**STATED GOAL**.
The records below are to be copied word for word, with every picture left out.

— Start of DATA LISTING —

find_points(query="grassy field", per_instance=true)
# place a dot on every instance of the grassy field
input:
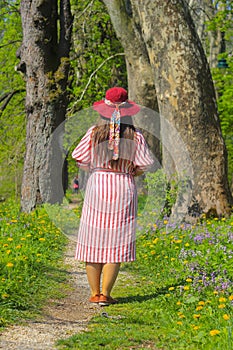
(177, 295)
(31, 248)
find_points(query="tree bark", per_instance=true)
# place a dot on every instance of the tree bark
(139, 71)
(162, 35)
(45, 62)
(186, 99)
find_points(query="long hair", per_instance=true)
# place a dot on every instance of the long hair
(100, 139)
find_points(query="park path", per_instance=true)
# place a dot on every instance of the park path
(60, 318)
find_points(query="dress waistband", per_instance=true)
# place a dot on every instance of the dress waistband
(105, 170)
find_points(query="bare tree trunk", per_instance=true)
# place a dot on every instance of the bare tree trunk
(139, 72)
(45, 62)
(187, 99)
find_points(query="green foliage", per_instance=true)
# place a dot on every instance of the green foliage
(177, 295)
(223, 78)
(97, 60)
(30, 249)
(224, 85)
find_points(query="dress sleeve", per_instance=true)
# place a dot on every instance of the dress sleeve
(143, 157)
(82, 153)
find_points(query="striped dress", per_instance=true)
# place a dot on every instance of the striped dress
(108, 221)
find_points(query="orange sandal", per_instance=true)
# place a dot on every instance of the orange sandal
(94, 298)
(106, 301)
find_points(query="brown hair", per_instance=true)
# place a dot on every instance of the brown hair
(100, 136)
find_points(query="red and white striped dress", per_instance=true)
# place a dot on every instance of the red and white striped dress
(108, 222)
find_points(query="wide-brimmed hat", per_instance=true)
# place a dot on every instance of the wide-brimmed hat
(116, 97)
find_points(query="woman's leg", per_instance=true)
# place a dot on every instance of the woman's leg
(110, 272)
(93, 275)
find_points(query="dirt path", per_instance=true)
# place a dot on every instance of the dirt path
(60, 319)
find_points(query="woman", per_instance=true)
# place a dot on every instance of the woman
(114, 152)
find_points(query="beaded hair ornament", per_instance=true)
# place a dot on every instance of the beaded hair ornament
(114, 134)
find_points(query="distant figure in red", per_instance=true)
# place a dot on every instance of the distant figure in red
(114, 152)
(75, 184)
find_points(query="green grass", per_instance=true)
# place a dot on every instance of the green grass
(177, 295)
(31, 248)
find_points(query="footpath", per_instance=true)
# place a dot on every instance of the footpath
(60, 318)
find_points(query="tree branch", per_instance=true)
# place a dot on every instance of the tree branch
(93, 73)
(7, 97)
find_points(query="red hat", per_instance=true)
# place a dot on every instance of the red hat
(116, 97)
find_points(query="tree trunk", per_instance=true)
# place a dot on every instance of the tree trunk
(44, 58)
(187, 101)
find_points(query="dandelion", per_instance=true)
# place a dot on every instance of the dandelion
(214, 332)
(9, 265)
(226, 317)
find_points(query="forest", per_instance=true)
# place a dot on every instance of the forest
(175, 59)
(100, 50)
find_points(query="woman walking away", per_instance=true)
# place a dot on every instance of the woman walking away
(114, 152)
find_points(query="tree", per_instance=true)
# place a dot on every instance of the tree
(12, 94)
(44, 60)
(186, 96)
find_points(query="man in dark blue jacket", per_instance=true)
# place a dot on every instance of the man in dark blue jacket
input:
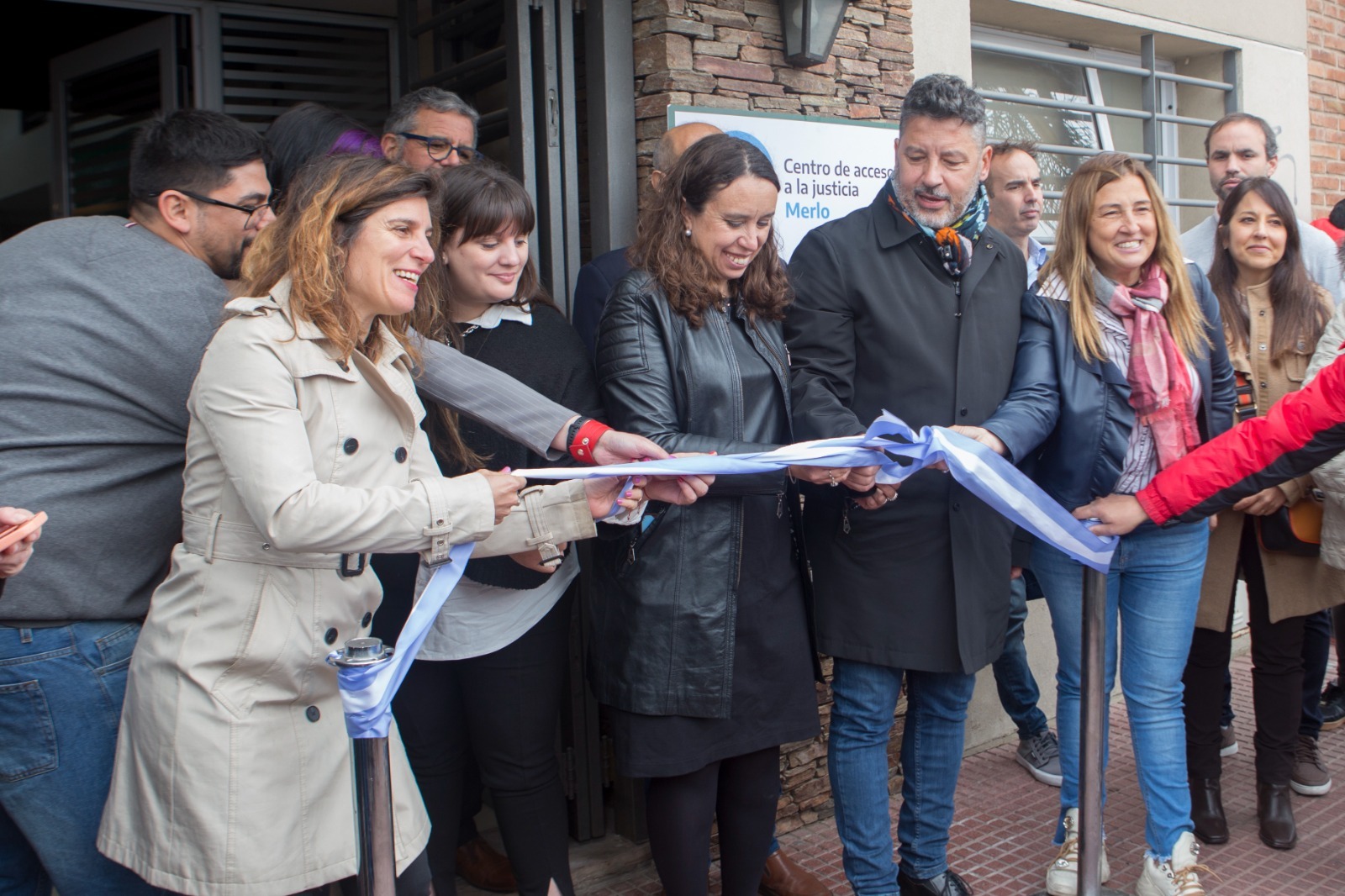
(910, 304)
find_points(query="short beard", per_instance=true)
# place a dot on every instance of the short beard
(955, 208)
(230, 266)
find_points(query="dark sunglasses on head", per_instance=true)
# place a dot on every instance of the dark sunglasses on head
(439, 148)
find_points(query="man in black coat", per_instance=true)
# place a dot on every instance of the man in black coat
(908, 306)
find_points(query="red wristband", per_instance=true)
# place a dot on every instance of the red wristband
(585, 440)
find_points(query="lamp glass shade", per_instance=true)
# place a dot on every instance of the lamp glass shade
(810, 29)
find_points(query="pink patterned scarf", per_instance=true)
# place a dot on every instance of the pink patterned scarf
(1160, 381)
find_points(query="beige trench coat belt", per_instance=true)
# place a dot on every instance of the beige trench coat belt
(214, 539)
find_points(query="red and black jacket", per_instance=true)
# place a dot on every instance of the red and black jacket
(1298, 434)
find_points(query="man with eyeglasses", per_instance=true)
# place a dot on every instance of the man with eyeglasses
(104, 322)
(430, 127)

— End of DATA LISTING —

**EXERCISE ANSWER**.
find_points(query="grassy field", per_instance=true)
# place a dot on every instance of the grassy field
input:
(177, 295)
(31, 248)
find_points(query="tree bark", per_instance=true)
# place a dot on every instance of the tree bark
(139, 71)
(162, 35)
(45, 62)
(186, 99)
find_points(query="long hair", per_instance=true)
# place a dot on every instance of the long hair
(100, 139)
find_points(query="park path", per_instance=true)
# place a dot on every instance of the park path
(60, 318)
find_points(query="dress waistband", per_instance=true)
# place a dot on every instance of the dress waistband
(105, 170)
find_points(query="bare tree trunk", per_instance=true)
# place a dot on every instance of the bare tree trunk
(139, 72)
(45, 62)
(187, 99)
find_points(query="green foliage", per_instance=true)
# place a dot on every instance of the green foliage
(177, 295)
(223, 78)
(97, 60)
(30, 249)
(224, 85)
find_points(query="dress sleeve", per_instance=true)
# place a dot on every instance of the dress sleeve
(143, 157)
(82, 153)
find_points(query="striped dress", per_instance=true)
# place a dot on every instance of the striped dress
(108, 221)
find_points(query="orange sandal", per_instance=true)
# place a dot on every instance of the orange sandal
(94, 298)
(106, 301)
find_points(query="brown hair", per_instance=true)
# place a dot on every instance of the brown hair
(100, 136)
find_points(query="red and white striped dress", per_instance=true)
# place a dot on every instance of the red and white striped dress
(108, 222)
find_points(query="wide-brimmed hat", per_instance=true)
# place a dot on every instance of the wide-brimmed hat
(116, 97)
find_points(query="woman's leg", per_instance=true)
# place a dot on every instance of the woman's leg
(110, 272)
(93, 275)
find_points(query="dirt path", per_instance=true)
# place a dot on every instance of the dirt path
(60, 319)
find_points(query="woman", per_instance=true)
# place a dot on every instance of the woman
(114, 152)
find_points(query="beaded hair ornament", per_instance=true)
# place a dot on every instance of the beaded hair ornament
(114, 134)
find_points(query="distant figure in red", per_instance=true)
# place a dot on every instance of the distant figure in red
(114, 152)
(75, 184)
find_points(query="green grass", per_instance=true)
# place a dot on every instance of the green grass
(177, 295)
(31, 248)
find_points(query="footpath", per_instance=true)
# place a dot on every instance of the footpath
(60, 318)
find_points(query="tree branch", per_instance=true)
# place a dot on every instance of the tree branch
(93, 73)
(7, 97)
find_points(query="red hat", per_instance=true)
# place a dot on every instance of the red hat
(116, 97)
find_points(query="tree trunk", per_instance=true)
# place a dot on every instance of the tree trunk
(44, 58)
(187, 101)
find_points(query="dandelion", per_instance=true)
# place a dot on every instance of the dandelion
(214, 332)
(9, 265)
(226, 317)
find_points(query="forest", per_instance=true)
# place a dot on every instance of the forest
(175, 59)
(100, 50)
find_points(query="woman walking away", per_instance=true)
# place a dot on every instance of the woman walking away
(114, 152)
find_points(query="tree", per_instance=true)
# place a dot on every instance of the tree
(12, 94)
(44, 60)
(186, 96)
find_points(query="man in dark blue jacket", per_instance=true)
# place a dot on every instance of the man in dark blue jacket
input:
(910, 304)
find_points(query="short beard", per_instance=true)
# place a dot on every instance of the short beard
(955, 208)
(230, 266)
find_points(query="dark sunglasses on head", per_instance=true)
# place a dot on every instance of the dark sunglasses on head
(439, 148)
find_points(query="man in black coat", per_instance=true)
# place a dot on every instance of the man in black coat
(908, 306)
find_points(query="red wristband", per_instance=true)
# place a dot on every instance of the red wristband
(585, 440)
find_points(query="lamp glass shade", per_instance=true)
# place a dot on every instance of the lamp glass shade
(810, 29)
find_points(query="pink patterned scarf", per_instance=true)
# place a dot on every instance of the pink patterned scarf
(1160, 381)
find_points(query="beige trench coat belt", per_instance=true)
# place a dot on every instance of the beige trench coat belt
(214, 539)
find_points(query="red and black jacket", per_instance=true)
# place a dot on every instance of the red and black jacket
(1298, 434)
find_points(query="man with eyeglasses", per_instance=true)
# place a dot on every instance of the man with eyeglasses
(104, 322)
(430, 127)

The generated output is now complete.